:: Consegna scritta 1 ::
Secondo il brano sulle immagini della violenza di genere, quale slogan fu lanciato per le testate giornalistiche?

===== Estratto del documento

In occasione del 25 novembre dell’anno scorso, GiULiA Giornaliste espresse pubblicamente l’intenzione di focalizzare il nostro lavoro di cura del racconto della violenza di genere non soltanto sulle parole, ma anche sulle immagini utilizzate sui diversi media per illustrare i servizi di cronaca con vittime le donne. Lo slogan era “svecchiamo gli archivi delle testate giornalistiche”, per evitare di continuare a vedere pubblicate immagini incongrue o che perpetuano quegli stereotipi che si vorrebbero abbattere, magari in netto contrasto con quanto viene scritto nell’articolo.

==========

:: Consegna scritta 2 ::
Riscriva i record dall'inizio fino alla riga che contiene "column 397, row 587", inclusa, sostituendo "keypoint" con "marker" e lasciando invariato tutto il resto.

===== Dati registrati

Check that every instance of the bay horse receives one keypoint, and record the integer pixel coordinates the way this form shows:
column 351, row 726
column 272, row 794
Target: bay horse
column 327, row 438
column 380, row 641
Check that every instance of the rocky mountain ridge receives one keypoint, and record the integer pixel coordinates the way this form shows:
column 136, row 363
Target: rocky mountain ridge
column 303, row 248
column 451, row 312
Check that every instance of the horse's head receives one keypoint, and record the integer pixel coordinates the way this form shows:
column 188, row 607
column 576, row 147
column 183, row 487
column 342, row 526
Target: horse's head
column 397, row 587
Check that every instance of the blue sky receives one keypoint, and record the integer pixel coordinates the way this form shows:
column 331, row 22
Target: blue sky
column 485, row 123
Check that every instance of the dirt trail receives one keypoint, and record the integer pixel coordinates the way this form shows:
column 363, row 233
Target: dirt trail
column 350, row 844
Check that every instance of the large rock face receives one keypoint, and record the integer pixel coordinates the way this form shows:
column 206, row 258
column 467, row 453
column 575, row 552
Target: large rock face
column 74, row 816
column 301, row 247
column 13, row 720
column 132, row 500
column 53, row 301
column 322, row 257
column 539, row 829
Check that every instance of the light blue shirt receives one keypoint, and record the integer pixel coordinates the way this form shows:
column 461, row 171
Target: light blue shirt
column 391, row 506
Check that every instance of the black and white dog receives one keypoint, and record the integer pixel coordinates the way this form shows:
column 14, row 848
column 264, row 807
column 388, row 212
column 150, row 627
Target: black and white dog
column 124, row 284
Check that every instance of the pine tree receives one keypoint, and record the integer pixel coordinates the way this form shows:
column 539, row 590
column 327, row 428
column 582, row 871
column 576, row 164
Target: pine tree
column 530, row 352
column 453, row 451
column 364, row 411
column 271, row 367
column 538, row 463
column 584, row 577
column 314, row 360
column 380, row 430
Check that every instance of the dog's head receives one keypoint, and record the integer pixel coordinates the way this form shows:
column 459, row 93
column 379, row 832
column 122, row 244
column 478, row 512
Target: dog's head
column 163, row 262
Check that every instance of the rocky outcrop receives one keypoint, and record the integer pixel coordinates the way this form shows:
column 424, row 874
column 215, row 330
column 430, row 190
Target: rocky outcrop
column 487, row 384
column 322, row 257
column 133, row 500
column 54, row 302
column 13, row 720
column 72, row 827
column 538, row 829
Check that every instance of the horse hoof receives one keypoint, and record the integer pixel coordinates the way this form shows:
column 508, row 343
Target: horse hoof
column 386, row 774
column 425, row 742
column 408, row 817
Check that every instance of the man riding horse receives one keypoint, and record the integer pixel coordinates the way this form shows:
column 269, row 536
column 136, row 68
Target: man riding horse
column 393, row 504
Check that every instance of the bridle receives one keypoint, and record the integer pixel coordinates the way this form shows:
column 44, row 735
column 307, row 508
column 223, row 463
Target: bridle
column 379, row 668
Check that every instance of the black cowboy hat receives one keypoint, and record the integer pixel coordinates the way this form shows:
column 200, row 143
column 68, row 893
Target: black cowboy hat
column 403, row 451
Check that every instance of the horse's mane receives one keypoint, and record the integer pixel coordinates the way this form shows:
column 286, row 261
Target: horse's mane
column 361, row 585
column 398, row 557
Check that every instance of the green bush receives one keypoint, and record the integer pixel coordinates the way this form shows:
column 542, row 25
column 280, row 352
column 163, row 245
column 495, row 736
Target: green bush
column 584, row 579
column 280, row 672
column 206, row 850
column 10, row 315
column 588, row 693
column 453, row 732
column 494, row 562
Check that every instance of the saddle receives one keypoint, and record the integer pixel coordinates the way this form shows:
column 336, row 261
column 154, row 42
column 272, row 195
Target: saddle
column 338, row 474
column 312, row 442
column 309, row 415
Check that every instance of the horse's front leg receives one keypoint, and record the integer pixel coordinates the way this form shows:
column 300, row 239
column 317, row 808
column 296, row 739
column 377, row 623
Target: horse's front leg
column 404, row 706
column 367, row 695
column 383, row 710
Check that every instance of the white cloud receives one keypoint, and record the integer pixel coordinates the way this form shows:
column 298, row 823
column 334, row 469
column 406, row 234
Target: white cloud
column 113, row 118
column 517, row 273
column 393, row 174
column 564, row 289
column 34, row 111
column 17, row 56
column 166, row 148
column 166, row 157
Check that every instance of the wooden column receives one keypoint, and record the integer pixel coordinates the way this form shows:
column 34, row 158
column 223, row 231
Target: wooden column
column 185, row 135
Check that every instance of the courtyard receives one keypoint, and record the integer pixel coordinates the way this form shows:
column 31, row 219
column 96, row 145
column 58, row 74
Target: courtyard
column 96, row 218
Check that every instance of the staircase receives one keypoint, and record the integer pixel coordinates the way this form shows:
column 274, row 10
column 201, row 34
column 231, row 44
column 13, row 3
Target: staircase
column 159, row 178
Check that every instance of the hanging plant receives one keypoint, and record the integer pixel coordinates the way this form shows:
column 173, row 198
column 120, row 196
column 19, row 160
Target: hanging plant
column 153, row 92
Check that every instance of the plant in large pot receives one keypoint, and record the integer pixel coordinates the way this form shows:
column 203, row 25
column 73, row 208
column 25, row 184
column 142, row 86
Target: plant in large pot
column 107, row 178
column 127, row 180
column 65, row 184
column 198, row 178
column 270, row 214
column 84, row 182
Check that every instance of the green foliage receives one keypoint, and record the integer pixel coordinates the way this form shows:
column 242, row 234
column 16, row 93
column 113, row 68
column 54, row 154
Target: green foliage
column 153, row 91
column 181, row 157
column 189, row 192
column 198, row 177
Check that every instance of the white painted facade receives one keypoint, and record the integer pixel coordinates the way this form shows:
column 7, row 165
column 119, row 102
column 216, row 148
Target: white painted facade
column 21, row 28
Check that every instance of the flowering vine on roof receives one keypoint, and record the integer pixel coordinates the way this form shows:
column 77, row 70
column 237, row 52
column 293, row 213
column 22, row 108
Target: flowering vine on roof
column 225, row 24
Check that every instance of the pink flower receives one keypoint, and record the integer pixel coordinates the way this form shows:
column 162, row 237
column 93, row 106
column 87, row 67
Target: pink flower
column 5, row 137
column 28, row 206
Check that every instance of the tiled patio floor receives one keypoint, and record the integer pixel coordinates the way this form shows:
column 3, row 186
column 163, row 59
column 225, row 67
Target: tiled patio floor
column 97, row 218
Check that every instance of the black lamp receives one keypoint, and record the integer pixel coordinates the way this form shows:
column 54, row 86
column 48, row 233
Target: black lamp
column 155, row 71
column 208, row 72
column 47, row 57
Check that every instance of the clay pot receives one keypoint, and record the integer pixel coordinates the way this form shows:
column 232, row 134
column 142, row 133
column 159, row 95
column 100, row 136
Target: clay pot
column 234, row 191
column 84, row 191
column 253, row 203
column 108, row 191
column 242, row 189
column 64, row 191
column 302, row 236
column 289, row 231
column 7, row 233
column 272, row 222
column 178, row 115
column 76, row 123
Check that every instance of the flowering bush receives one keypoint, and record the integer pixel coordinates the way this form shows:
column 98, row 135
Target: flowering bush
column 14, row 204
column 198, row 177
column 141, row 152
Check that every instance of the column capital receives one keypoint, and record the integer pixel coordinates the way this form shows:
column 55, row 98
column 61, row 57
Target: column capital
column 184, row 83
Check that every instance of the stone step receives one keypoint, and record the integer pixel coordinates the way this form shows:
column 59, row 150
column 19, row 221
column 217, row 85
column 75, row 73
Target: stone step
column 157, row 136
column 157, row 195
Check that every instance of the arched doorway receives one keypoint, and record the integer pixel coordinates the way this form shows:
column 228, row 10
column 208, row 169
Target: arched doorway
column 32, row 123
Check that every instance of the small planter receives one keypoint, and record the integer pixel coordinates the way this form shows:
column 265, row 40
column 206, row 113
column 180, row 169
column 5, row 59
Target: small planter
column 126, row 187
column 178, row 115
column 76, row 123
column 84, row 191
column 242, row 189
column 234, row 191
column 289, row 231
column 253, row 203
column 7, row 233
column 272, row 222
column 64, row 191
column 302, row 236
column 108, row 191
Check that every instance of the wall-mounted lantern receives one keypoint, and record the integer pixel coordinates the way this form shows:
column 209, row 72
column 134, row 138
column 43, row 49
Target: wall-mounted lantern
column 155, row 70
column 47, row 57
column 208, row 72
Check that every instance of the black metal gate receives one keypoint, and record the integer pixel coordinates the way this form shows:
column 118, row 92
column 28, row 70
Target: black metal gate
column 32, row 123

==========

:: Risultato completo 1 ::
Lo slogan era "svecchiamo gli archivi delle testate giornalistiche".

:: Risultato completo 2 ::
Check that every instance of the bay horse receives one marker, and record the integer pixel coordinates the way this form shows:
column 351, row 726
column 272, row 794
Target: bay horse
column 327, row 438
column 380, row 641
Check that every instance of the rocky mountain ridge receives one marker, and record the integer pixel coordinates the way this form shows:
column 136, row 363
Target: rocky mountain ridge
column 303, row 248
column 451, row 312
Check that every instance of the horse's head receives one marker, and record the integer pixel coordinates the way this form shows:
column 188, row 607
column 576, row 147
column 183, row 487
column 342, row 526
Target: horse's head
column 397, row 587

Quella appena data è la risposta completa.